THE DATA —
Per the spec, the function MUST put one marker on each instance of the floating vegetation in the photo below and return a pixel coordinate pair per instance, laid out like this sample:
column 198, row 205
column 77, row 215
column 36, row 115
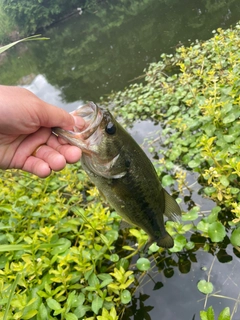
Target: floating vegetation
column 62, row 252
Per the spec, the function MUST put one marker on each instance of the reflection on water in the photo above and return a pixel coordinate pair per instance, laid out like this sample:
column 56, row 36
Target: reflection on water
column 169, row 291
column 88, row 57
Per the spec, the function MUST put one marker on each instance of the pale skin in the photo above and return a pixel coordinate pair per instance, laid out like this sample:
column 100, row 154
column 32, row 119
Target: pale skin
column 26, row 139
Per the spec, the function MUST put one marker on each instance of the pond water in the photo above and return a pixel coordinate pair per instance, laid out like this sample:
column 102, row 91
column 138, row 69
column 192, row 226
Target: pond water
column 86, row 57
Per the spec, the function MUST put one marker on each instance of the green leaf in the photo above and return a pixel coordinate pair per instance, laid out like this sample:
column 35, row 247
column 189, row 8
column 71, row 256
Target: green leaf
column 30, row 314
column 97, row 304
column 216, row 231
column 225, row 314
column 203, row 226
column 205, row 287
column 235, row 237
column 125, row 296
column 71, row 316
column 53, row 304
column 179, row 243
column 194, row 163
column 224, row 181
column 42, row 312
column 167, row 180
column 213, row 217
column 61, row 246
column 191, row 215
column 229, row 118
column 143, row 264
column 81, row 311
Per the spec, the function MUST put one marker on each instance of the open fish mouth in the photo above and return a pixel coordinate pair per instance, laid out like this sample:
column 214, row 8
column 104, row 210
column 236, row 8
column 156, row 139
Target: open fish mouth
column 92, row 116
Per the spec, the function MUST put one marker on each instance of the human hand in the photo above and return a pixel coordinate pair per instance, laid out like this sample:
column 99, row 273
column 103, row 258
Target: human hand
column 26, row 139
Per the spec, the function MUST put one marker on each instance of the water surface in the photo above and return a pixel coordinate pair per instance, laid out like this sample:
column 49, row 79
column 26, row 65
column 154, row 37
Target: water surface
column 86, row 57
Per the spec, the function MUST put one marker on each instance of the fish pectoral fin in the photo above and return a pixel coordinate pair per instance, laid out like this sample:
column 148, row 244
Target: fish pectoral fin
column 126, row 225
column 172, row 209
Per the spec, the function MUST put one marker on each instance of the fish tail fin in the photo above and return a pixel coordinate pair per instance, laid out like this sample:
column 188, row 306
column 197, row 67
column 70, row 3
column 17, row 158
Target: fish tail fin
column 166, row 241
column 172, row 209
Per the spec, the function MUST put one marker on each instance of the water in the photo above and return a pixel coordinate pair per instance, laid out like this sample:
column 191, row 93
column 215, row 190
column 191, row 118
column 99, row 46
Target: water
column 90, row 55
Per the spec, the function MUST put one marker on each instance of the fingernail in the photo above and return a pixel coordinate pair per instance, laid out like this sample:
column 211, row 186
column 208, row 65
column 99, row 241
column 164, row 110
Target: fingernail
column 79, row 122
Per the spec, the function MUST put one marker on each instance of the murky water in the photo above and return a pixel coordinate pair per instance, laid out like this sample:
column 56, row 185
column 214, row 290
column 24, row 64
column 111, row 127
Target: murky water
column 90, row 55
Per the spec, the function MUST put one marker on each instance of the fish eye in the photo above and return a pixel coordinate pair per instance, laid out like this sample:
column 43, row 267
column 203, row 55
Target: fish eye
column 110, row 128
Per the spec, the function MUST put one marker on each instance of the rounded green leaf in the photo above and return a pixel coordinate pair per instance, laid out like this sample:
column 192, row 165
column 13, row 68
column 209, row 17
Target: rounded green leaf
column 205, row 287
column 125, row 297
column 225, row 314
column 42, row 311
column 229, row 118
column 235, row 237
column 224, row 181
column 191, row 215
column 53, row 304
column 114, row 257
column 194, row 163
column 167, row 180
column 62, row 245
column 97, row 304
column 143, row 264
column 71, row 316
column 216, row 231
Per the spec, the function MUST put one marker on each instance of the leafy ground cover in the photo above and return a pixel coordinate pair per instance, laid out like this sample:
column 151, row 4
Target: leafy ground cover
column 62, row 255
column 196, row 96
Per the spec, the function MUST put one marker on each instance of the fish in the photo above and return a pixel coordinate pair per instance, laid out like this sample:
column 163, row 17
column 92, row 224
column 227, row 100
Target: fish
column 122, row 172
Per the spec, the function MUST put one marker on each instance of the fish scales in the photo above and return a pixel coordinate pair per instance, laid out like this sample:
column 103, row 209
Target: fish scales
column 123, row 173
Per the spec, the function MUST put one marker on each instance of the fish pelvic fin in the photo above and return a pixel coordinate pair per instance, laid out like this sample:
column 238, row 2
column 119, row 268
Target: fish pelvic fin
column 166, row 241
column 172, row 209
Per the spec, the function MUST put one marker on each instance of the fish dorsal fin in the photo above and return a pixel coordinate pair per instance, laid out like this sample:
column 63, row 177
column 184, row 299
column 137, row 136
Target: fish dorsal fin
column 172, row 210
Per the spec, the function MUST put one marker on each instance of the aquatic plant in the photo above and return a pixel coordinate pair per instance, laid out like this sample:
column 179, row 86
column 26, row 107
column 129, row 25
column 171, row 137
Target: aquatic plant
column 195, row 95
column 62, row 255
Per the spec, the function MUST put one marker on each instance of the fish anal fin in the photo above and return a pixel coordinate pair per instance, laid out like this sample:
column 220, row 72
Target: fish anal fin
column 172, row 210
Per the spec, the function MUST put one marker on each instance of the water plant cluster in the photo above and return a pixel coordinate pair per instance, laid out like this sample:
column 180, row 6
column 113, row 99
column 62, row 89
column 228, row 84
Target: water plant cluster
column 62, row 254
column 195, row 94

ASSIGNMENT — Lines from the one holding "column 62, row 89" to the last line of the records: return these exactly, and only these.

EXERCISE SOLUTION —
column 62, row 89
column 228, row 84
Target: water plant cluster
column 62, row 254
column 195, row 94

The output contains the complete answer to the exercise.